Any picture among the records should be left out, please; retype the rest exactly.

Records for this exercise —
----------------
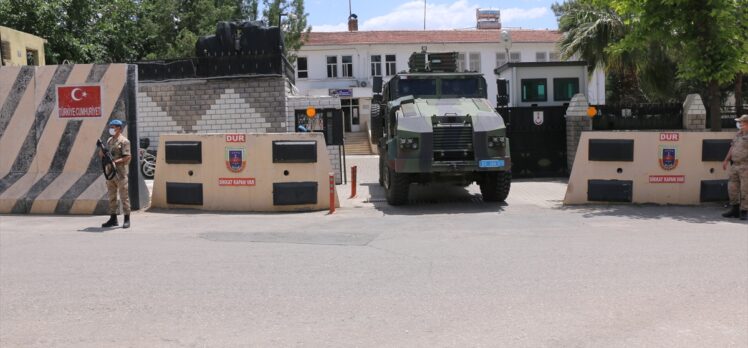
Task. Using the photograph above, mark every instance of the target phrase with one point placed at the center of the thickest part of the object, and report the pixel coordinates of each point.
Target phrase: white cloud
(459, 14)
(517, 15)
(330, 27)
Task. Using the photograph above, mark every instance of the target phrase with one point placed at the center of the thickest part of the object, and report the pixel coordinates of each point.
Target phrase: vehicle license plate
(491, 163)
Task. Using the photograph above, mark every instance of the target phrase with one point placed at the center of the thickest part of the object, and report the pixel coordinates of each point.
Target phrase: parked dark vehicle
(434, 124)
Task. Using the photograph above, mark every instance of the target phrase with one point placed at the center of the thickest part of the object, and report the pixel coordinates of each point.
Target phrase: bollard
(332, 193)
(353, 181)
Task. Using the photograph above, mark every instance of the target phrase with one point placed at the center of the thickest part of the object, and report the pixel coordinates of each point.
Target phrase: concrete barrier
(49, 163)
(660, 167)
(243, 172)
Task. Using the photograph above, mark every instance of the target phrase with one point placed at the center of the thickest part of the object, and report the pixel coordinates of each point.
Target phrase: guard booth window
(328, 121)
(565, 88)
(534, 90)
(350, 111)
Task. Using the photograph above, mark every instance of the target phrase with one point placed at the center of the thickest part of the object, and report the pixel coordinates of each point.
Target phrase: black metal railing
(728, 114)
(638, 117)
(216, 66)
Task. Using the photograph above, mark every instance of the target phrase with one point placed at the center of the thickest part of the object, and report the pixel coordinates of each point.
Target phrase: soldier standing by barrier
(737, 185)
(119, 149)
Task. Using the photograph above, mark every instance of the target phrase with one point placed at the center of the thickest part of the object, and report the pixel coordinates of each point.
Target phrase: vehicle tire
(377, 130)
(148, 166)
(495, 186)
(396, 187)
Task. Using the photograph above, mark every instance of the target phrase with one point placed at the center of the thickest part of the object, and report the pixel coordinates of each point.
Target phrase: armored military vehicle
(435, 124)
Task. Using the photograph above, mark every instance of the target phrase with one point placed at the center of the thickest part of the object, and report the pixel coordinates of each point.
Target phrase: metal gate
(537, 137)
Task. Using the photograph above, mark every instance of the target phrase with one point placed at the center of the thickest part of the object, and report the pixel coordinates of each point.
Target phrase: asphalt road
(450, 271)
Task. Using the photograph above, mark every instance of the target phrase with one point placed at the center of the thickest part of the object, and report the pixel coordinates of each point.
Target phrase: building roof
(428, 36)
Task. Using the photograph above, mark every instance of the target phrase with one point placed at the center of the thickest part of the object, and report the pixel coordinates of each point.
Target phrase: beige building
(19, 48)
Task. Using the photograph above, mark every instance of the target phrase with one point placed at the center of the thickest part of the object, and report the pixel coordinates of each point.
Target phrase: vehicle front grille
(453, 143)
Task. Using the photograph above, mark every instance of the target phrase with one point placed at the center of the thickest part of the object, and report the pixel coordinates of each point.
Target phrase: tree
(703, 36)
(293, 23)
(590, 30)
(100, 31)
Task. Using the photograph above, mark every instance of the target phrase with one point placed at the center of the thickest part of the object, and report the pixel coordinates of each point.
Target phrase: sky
(332, 15)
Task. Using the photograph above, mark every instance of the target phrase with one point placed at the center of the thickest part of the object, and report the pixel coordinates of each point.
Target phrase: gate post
(577, 121)
(694, 113)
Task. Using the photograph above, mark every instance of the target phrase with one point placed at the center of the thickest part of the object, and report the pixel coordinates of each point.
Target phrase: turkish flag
(79, 101)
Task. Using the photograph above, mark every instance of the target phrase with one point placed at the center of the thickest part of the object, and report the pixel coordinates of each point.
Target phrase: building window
(461, 66)
(540, 57)
(391, 65)
(565, 88)
(302, 70)
(474, 61)
(349, 107)
(500, 59)
(515, 57)
(347, 66)
(376, 65)
(332, 66)
(534, 90)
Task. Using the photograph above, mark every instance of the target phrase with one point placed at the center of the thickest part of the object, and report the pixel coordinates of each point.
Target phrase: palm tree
(590, 32)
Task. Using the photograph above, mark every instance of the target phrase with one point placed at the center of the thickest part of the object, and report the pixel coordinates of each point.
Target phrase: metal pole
(332, 193)
(354, 175)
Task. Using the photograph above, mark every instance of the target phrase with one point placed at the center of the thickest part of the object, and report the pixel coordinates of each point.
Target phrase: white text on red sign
(236, 182)
(667, 179)
(236, 138)
(79, 101)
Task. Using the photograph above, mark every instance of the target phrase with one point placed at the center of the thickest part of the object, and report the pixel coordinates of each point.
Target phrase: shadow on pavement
(433, 199)
(708, 214)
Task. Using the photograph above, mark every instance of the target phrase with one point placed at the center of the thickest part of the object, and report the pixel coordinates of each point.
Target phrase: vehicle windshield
(416, 87)
(460, 87)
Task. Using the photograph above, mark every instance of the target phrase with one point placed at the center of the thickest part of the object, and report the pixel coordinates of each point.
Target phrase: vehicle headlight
(496, 141)
(409, 143)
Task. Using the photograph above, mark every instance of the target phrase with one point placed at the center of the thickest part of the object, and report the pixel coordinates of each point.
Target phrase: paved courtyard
(449, 271)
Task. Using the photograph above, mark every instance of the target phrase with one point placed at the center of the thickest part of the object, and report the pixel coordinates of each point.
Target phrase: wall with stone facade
(294, 103)
(577, 121)
(227, 105)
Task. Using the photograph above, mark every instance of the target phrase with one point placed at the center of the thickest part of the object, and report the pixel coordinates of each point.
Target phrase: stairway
(357, 144)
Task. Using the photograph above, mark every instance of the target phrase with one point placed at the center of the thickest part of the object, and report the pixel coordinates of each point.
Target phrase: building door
(537, 138)
(351, 114)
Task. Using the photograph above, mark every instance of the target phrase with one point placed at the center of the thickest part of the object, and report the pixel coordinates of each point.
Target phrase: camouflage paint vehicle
(436, 125)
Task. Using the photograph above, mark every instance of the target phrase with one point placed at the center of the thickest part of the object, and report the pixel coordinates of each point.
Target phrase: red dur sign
(667, 179)
(236, 182)
(79, 101)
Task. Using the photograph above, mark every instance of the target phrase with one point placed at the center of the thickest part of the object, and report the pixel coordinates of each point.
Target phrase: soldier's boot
(112, 221)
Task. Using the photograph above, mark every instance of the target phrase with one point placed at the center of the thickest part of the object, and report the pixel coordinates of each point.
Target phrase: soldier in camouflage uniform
(737, 185)
(119, 148)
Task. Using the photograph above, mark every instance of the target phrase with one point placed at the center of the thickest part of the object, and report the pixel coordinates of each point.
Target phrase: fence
(216, 66)
(638, 117)
(728, 114)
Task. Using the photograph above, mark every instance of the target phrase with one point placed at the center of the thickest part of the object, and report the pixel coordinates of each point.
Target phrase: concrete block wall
(577, 121)
(294, 103)
(231, 105)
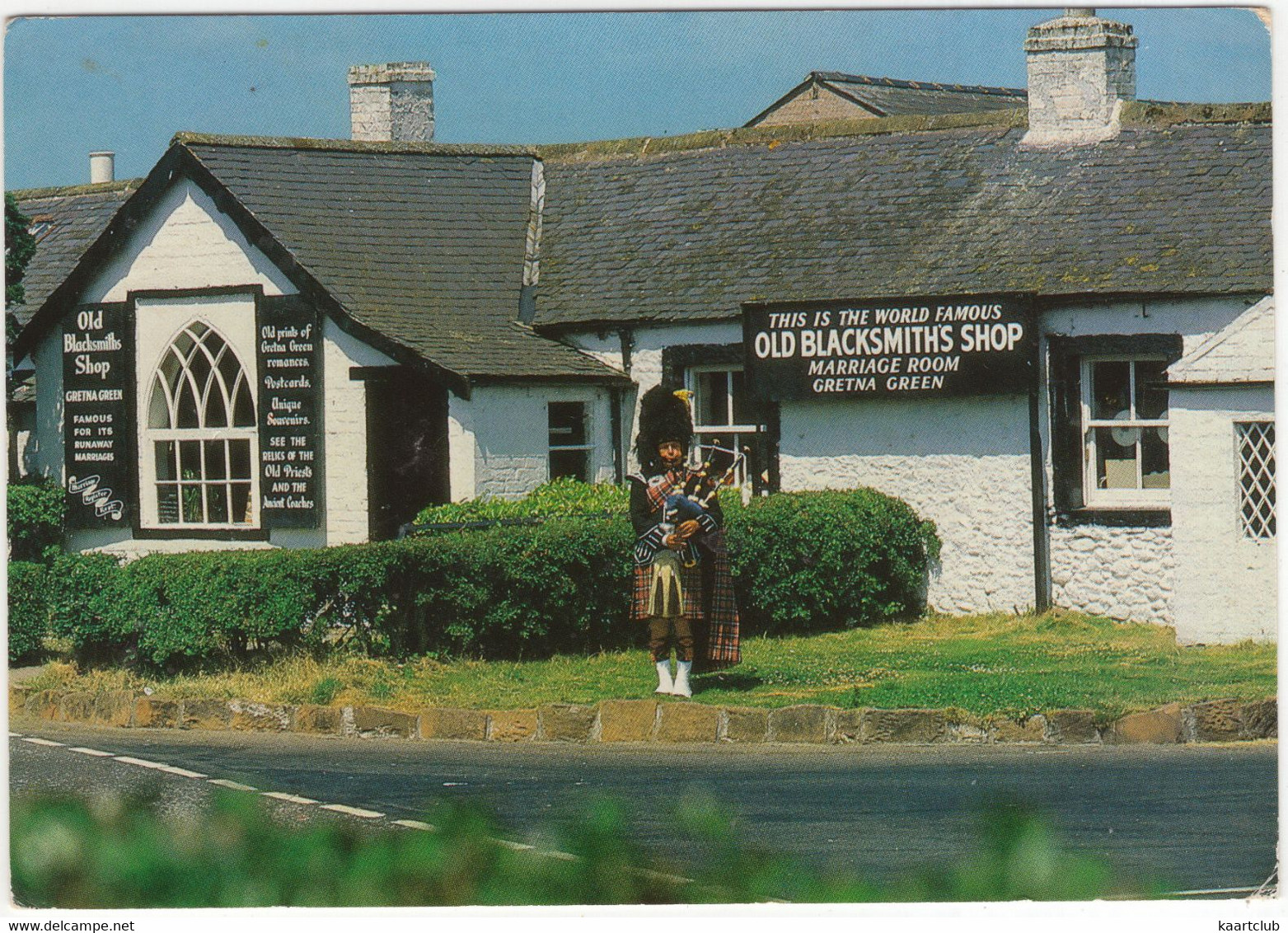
----------------
Answer box —
Task. Using the photograph above, mark every instance of the target phrase with one point placed at the center of the thickest part of the object, and report the pixel coordinates of each point.
Target phrase: white cloud
(459, 14)
(517, 15)
(330, 27)
Task. Using the photograph above, mark every instance of the target phrase with one point placed at the center of the thickest part of the object, and report the pixel coordinates of each point.
Target phrase: vehicle license plate
(491, 163)
Task. Using the photograph above, mark every instance of the target phrase with one point placed at the center of the thickest part of the object, and report the pixel coordinates of each point.
Target phrase: parked dark vehicle
(434, 124)
Task. Using the photograph above, mark every instance of the target phrase with one point placed at the center of the thickest part of the object, and report the pixel coordinates of each point.
Target phrase: bollard
(332, 193)
(353, 181)
Task. Using the photograph above, mark every instance of the target phrase with one point placed at the center of the thickest part of the object, and report the pixel coordinates of each point.
Target phrase: concrete barrier
(49, 163)
(660, 167)
(243, 172)
Task. Using the photograph above, mark every instance of the target phrase with one point placed at the center of the thickest part of the object, and report the pixel coordinates of each point.
Target phrase: guard booth window
(328, 121)
(565, 88)
(534, 90)
(350, 111)
Task. Using the photograph above, mark every instance of the target phrase with one point placed at the center of the thickest part of the object, and report the pixel coordinates of each point.
Target phrase: black metal railing
(728, 114)
(638, 117)
(216, 66)
Task. Using the photograph above, mark every instance of the target phrase with one point placed at the center of the thickest part of the object, and report the pixel coordinates of each point.
Target phrase: soldier standing by barrier
(737, 185)
(119, 149)
Task. Using the photograph above, mark every instance of the target phrase with one point placed at the center of the thickest part of the object, and report the pixel coordinates of each point.
Target phrase: vehicle tire
(377, 130)
(148, 166)
(495, 186)
(396, 187)
Task. Using the photograph above, mark every instance of the target phrase with one point placed at the center of the thickest part of the object, and report the pixel coordinates of each point.
Target phrase: armored military vehicle
(435, 124)
Task. Using the photograph above, mark every instance of the target phrase with one point placed at the center of the thickest part of the object, and report the pixel coordinates of each point.
Target phrase: metal gate
(537, 137)
Task. Using the photograph above, mark every instance of the target phrase with one point placed at the center of the thickest part of the object, and report the pixel coordinates of each point.
Target phrase: asphalt road
(450, 271)
Task. Using the photograph above, mark every instance of the target phrase with one point placed at the center of the thickest part of the object, and report the pixel coordinates of each point.
Target phrase: building roof
(428, 36)
Task. Using the photograph above, mark every instance of the target phrase with one point placed at the center of the thickest part of the object, and report the pixel coordinates of each point.
Target phrase: beige building
(19, 48)
Task. Using the photograph above, mark every instance of the target phrase with one point placed at the center of the thickest part of the object, and report the pixel coordinates of each point.
Target phrase: vehicle front grille
(453, 143)
Task. Using the photograph above, mark every instance of the target phrase with one point placed at the center of the thickest part of the object, and report the pixel coordinates of each point.
Target phrase: tree
(703, 36)
(293, 23)
(590, 30)
(100, 31)
Task. Using the photograph above, mark every instance of the target phrase with one point placed at the center of the thickest part of the object, and report the pixel coordinates of each point.
Target phrase: sky
(332, 15)
Task. Using the photograph above, mark every instance of the target phrase with one point placed at the center of the thickest part of the object, and report the pixel coordinates of each point.
Target phrase: gate post
(577, 121)
(694, 113)
Task. Using the photograph above, mark every instance of the target phrase with one point placed at the center of the thickest part of the object, and report the pixel coordinates of each point.
Target phrase: turkish flag
(79, 101)
Task. Using the photograph above, mark every instance of the target phrase with one point placed at the center of the thickest part of the object, and report the pixel coordinates of each point.
Target phrase: building window
(461, 66)
(540, 57)
(391, 65)
(565, 88)
(302, 70)
(474, 61)
(349, 107)
(500, 59)
(515, 57)
(347, 66)
(376, 65)
(332, 66)
(534, 90)
Task. Using the photograph above, mark every instance of the target phrase with one point placed at the center of the thickest part of the object, and report the pixel coordinates of each point.
Target phrase: palm tree
(590, 32)
Task. Using the photograph above, mark every instance of the target phrase with one point placed at the center of the thickest part of the object, and report the pixel coordinates of each point.
Target phrase: metal pole
(332, 193)
(354, 175)
Task. Using the photograph above, mark every instance of the target phrase with one point placed at the center of the thickest part of the object, and report the pixel coordinates of each point.
Target phrase: white text on red sign
(236, 182)
(667, 179)
(236, 138)
(79, 101)
Task. Using the photograph above, mark every instance of the target phrase with one point placed at the center of the thickest part of the object, and report the pixel coordinates of each point.
Target phrase: shadow on pavement
(433, 199)
(708, 214)
Task. Using the photograph above, mark every instance of the target phrase with one point placed at the center of the thickest part of the object, and report the pixel coordinates of each point.
Target phrase: vehicle windshield
(416, 87)
(460, 87)
Task. Using the photograph above, mark every instance of the target phrase with one point placed at the center of the thickest part of the object, and report the pixel coordinates of each point.
Target phrase: vehicle headlight
(496, 141)
(409, 143)
Task. Using the photograph above, mark every instance of the target phrase with one point placed at the center of the thickest part of the object, and report the pixel coordinates of each point.
Target phrase: paved courtyard
(449, 271)
Task. Using the photograph above, mark every instance of the target phrase with one point placed at the center of the thickest part of the object, and report the pixel coordinates of each point.
Target phrase: wall with stone facade
(294, 103)
(577, 121)
(227, 105)
Task. Using the photograph above, mark every instance of the target phrase with one point placed at the center of the thickest part of the object, and report the pixel coordinates of each point.
Target phrase: stairway
(357, 144)
Task. Using the photograph above, mark every instance of the target phrase with one point placed at the center of the thickest part of the object, and report the pixel coordinates of each point.
Target phrase: building door
(537, 138)
(351, 114)
Task. Using the photograph above, mark every instance of the target phrase with one point placed at the center of the thickest part of the object, and report the pixel coordinates of each point.
Target phrase: camouflage paint vehicle
(436, 125)
Task. Using the photograph above, mark every instance of the target phrase with one point placed at the center of the thickest part of the object, and report the pixel coordinates of each point.
Target phrase: red dur sign
(667, 179)
(236, 182)
(79, 101)
Task. Using the photograph above, mark every instance of the target phrase with one point placed at the center of the thickest part of the object, and report the pixel coordinates of each point.
Target phrase: soldier's boot
(112, 221)
Task. Using the photograph above, mark every instance of the target phrase with one point placed at the center of the thickest part of the object, and report the pixel coordinates of each point.
Target phrase: soldier in camouflage uniform
(737, 185)
(119, 148)
Task. Using the photograph above, mark every instance of the target phrase with one point placed at the center of the thickest part of the object, and report the pixel coordinates of each point.
Target phrase: fence
(216, 66)
(638, 117)
(728, 114)
Task. Using the photograph above, mark every instance of the target phrase with one point placed at the center of the thickest part of the object, and report the pixel coordinates of each point.
Target phrase: concrete block wall
(577, 121)
(294, 103)
(231, 105)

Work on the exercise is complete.